• _Bagian Latihan_:
a) Tentukan apakah setiap pernyataan berikut sesuai dengan teks tentang tas perbekalan di Mina: (i) suami bersikukuh membawa dua tas perbekalan, (ii) mereka sempat mengurangi isi tas agar lebih ringan, (iii) kedua tas dibawa sendiri oleh suami. Jawab masing-masing dengan ya atau tidak, disertai kutipan persis dari teks yang menentukannya.
b) Susun baris-baris dalam daftar menjadi butir-butir bernomor tanpa baris kosong, mulai dari baris yang memuat "target: chandelier crystal strand" sampai akhir daftar.

• _Teks Sumber_:
_ _ _ _ _
Untuk membawanya sendiri jelas aku tak mampu karena tas tentengan ini berat jika membawanya harus sambil berlari, jelas-jelas aku tak kuat membawanya sendiri. Untuk mengurangi beratnya juga tak memungkinkan lagi karena kami memang harus secepatnya meninggalkan tenda. Yah... kalau memang harus ditinggal, ya apa boleh buat, diikhlaskan saja. Tapi tidak, suamiku bersikukuh membawanya, dua tas perbekalan harus dibawanya sedang yang lain boleh ditinggal. Ini bekal kami selama di Mina, harus dibawa yang lainnya bolehlah ditinggal. Satu tas ditentengnya di tangan satunya sedang tas lainnya kami tenteng berdua. Sambil berjalan cepat kami menenteng tas perbekalan keluar tenda.
_ _ _ _ _
• _Data Tercatat_:

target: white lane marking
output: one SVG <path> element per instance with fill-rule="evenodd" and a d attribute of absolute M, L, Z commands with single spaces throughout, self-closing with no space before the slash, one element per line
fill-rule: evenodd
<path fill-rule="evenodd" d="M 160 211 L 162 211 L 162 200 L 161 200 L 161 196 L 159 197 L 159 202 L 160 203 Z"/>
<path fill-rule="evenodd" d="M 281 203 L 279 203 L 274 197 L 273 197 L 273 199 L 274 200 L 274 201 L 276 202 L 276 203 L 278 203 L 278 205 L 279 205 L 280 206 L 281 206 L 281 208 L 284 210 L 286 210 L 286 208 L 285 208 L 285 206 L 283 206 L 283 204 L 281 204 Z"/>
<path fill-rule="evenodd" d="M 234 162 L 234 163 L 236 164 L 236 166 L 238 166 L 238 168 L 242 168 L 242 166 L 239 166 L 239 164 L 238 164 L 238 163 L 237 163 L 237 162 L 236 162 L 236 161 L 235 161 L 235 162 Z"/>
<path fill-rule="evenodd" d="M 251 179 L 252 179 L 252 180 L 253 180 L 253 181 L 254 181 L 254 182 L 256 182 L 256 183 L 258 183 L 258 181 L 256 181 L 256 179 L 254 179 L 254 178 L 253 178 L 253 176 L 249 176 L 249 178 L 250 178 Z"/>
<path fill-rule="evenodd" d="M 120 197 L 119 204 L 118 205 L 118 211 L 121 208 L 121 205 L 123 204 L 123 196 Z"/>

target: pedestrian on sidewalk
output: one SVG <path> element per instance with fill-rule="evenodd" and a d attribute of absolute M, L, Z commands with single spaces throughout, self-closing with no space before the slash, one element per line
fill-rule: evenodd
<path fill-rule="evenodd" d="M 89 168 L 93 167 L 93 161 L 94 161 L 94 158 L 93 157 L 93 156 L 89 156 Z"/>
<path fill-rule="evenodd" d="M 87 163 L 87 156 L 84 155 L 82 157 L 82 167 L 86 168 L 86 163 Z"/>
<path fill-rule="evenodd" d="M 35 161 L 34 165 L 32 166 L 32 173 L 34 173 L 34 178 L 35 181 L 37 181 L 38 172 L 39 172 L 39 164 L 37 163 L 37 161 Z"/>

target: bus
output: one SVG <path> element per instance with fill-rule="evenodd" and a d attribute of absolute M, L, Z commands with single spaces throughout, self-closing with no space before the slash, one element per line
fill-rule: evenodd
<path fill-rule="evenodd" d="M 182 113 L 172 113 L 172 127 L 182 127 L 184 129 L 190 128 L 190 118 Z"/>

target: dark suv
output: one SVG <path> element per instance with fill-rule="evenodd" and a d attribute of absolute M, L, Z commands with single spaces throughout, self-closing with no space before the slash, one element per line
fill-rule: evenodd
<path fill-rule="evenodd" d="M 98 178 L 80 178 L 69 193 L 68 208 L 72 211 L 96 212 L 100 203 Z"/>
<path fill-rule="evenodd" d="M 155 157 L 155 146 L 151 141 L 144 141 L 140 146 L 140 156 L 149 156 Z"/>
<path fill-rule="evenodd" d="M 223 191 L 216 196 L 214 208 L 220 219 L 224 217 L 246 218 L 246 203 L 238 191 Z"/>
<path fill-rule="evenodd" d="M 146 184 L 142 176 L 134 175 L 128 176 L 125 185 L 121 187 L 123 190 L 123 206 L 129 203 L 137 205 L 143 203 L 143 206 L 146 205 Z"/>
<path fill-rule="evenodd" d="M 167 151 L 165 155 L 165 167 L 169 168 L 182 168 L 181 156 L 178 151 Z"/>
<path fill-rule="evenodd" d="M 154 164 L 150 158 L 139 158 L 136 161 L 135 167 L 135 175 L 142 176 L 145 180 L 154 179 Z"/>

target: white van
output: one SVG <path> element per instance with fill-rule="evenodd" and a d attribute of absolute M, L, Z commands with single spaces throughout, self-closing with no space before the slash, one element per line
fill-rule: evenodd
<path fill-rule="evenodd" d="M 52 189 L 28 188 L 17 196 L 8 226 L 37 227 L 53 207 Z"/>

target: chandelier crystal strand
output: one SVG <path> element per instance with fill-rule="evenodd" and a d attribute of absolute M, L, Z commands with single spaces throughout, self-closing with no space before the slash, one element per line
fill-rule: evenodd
_ _ _ _ _
• _Pembahasan Jawaban_:
a)
(i) Ya. "Tapi tidak, suamiku bersikukuh membawanya, dua tas perbekalan harus dibawanya sedang yang lain boleh ditinggal."
(ii) Tidak. "Untuk mengurangi beratnya juga tak memungkinkan lagi karena kami memang harus secepatnya meninggalkan tenda."
(iii) Tidak. "Satu tas ditentengnya di tangan satunya sedang tas lainnya kami tenteng berdua."

b)
1. target: chandelier crystal strand
2. output: one SVG <path> element per instance with fill-rule="evenodd" and a d attribute of absolute M, L, Z commands with single spaces throughout, self-closing with no space before the slash, one element per line
3. fill-rule: evenodd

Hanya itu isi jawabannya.